El físico y antropólogo francés Michel Perrin, en su clásico estudio El camino de los indios muertos. Mitos y símbolos guajiros (Le chemin des indiens morts. Mythes et symboles guajiro, París, 1976; traducción española de Monte Ávila Editores, Caracas, 1992) ha señalado que “la mitología guajira revela una extraordinaria coherencia”. Perrin convivió con los guajiros entre 1969 y 1973, cuando desarrolló una investigación dirigida por Claude Lévy-Strauss y financiada por el Collège de France y el Centre Nationale de la Récherche Scientifique. Al estudiar los caracteres que orientan la construcción del mundo mítico de los guajiros, considera que éste “toma su modelo del mundo de los hombres”. Y continúa:

Para aprehender las relaciones que ellos mantienen con fuerzas exteriores y oscuras que los superan, bien que ellas emanen de la naturaleza o de la condición humana, los guajiros han creado seres sobrehumanos. Les han prestado una existencia análoga a la de los hombres, al mismo tiempo que les han investido de poderes superiores.

Resulta imposible no pensar en las semejanzas con los dioses de los antiguos griegos. Ya lo sabemos, mythos significa en griego simplemente “relato”, “fábula”, un cuento en el sentido más puro y original. Pierre Grimal, en La mitología griega (París, 1953), afirma que las viejas leyendas griegas se nos presentan como “un sistema, más o menos coherente, de explicación del mundo”. Respecto de los dioses, Grimal observa que sus “poderes sobrenaturales quedan, asimismo, a merced de un devenir que no dominan del todo. Ninguna de sus decisiones es irrevocable. Por encima de su voluntad planea una Fuerza de las Cosas, llamada a veces Destino, que no respeta intenciones ni promesas”. Caos, inconsistencia, sería el término general que definiría al conjunto de estos relatos. “Demasiado humano”, diría Nietzsche, una verdadera decepción para los estructuralistas.

Fue el enfoque antropológico iniciado por J. G. Frazer en su monumental trabajo La rama dorada (The Golden Bought, Oxford, 1890) lo que inició el estudio comparativo del los diferentes mitos en las culturas del mundo. Este artículo también podría llamarse “Junuunay en Grecia”, si no fuera porque es tan difícil remontar las barreras de nuestro propio eurocentrismo. Sorprendentes comparaciones narratológicas surgen entre la mitología griega y otros relatos de la mitología guajira, así como de otras culturas originarias venezolanas, a algunos de los cuales sin duda volveremos en un futuro. 

En lo que respecta a la historia singular del benéfico Titán, quizás si ella no sea del todo griega, y sí mucho más antigua que la narración de Hesíodo, y ni qué decir, que la tragedia de Esquilo. Así lo sugiere G. S. Kirk en su Myth. Its meaning and functions in Ancient and other cultures (Cambridge, 1970), al remontar el mito de Prometeo el previsor (que es lo que significa su nombre en griego) a antiguas leyendas del Oriente Próximo, con las que halla no pocos paralelismos. Tal vez si hace tanto tiempo ya un oscuro presentimiento se cernía sobre aquellos viejos pueblos. Es lo que ambos mitos, el del filántropo Prometeo y el del atrevido joven Junuunay, parecen querer advertirnos: desde el principio, una antiquísima relación ha unido la idea del engaño, la transgresión, la culpa y el castigo con nuestro viejo anhelo de civilización y progreso.

★ ★ ★ ★ ★ ★ ★

TAREA 1: Indica entre qué años convivió Michel Perrin con los guajiros según el fragmento.
TAREA 2: Devuelve sin cambios el pasaje del fragmento que se abre con las palabras que contienen “Resulta imposible no” y se cierra con “para los estructuralistas.”.

BLOQUE DE DATOS:
★ ★ ★ ★ ★ ★ ★

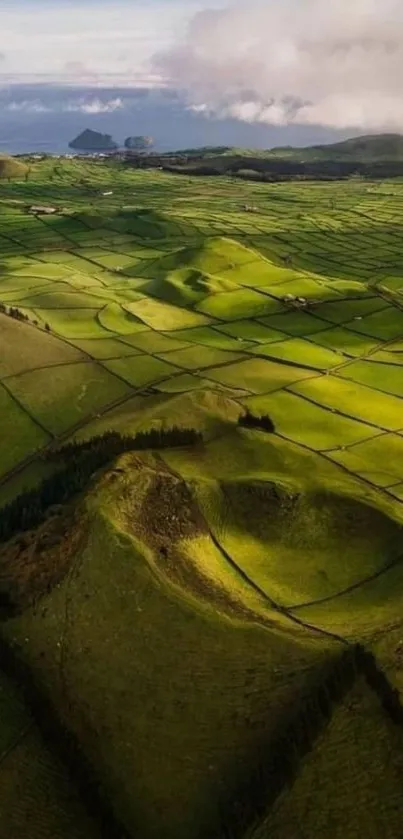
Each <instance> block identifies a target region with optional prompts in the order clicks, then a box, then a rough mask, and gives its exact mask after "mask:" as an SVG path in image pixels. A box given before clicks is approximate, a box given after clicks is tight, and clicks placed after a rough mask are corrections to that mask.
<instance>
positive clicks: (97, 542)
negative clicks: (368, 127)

★ ★ ★ ★ ★ ★ ★

SOLUCIÓN 1: Entre 1969 y 1973.

SOLUCIÓN 2:
Resulta imposible no pensar en las semejanzas con los dioses de los antiguos griegos. Ya lo sabemos, mythos significa en griego simplemente “relato”, “fábula”, un cuento en el sentido más puro y original. Pierre Grimal, en La mitología griega (París, 1953), afirma que las viejas leyendas griegas se nos presentan como “un sistema, más o menos coherente, de explicación del mundo”. Respecto de los dioses, Grimal observa que sus “poderes sobrenaturales quedan, asimismo, a merced de un devenir que no dominan del todo. Ninguna de sus decisiones es irrevocable. Por encima de su voluntad planea una Fuerza de las Cosas, llamada a veces Destino, que no respeta intenciones ni promesas”. Caos, inconsistencia, sería el término general que definiría al conjunto de estos relatos. “Demasiado humano”, diría Nietzsche, una verdadera decepción para los estructuralistas.